Please transcribe every one of the records below without changing anything.

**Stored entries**
════════════════════

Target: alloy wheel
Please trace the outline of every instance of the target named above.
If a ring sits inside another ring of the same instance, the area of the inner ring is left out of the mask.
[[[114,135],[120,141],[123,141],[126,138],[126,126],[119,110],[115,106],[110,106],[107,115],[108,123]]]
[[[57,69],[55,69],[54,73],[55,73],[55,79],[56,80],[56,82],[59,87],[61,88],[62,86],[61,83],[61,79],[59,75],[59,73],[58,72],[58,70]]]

════════════════════

**TASK SOLUTION**
Target: alloy wheel
Please trace the outline of every instance of the target named above.
If a ring sits inside another ring of the same instance, the area of the inner ring is left out of the mask.
[[[114,135],[120,141],[123,141],[126,138],[126,126],[119,110],[115,106],[110,106],[107,115],[108,123]]]
[[[57,69],[55,69],[54,73],[55,73],[55,79],[56,80],[56,82],[59,87],[61,88],[62,86],[61,83],[61,79],[59,75],[59,73],[58,72],[58,70]]]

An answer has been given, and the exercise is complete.